**WORK REQUEST:**
A word-for-word restatement of every record is required.

Stored items from a collection
________________________________________
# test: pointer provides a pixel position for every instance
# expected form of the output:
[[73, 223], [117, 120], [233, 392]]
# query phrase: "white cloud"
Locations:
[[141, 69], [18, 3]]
________________________________________
**ANSWER TO THE PROBLEM:**
# test: pointer provides a pixel position for every instance
# expected form of the output:
[[73, 223], [117, 120], [233, 392]]
# query phrase: "white cloud"
Locations:
[[141, 69], [18, 3]]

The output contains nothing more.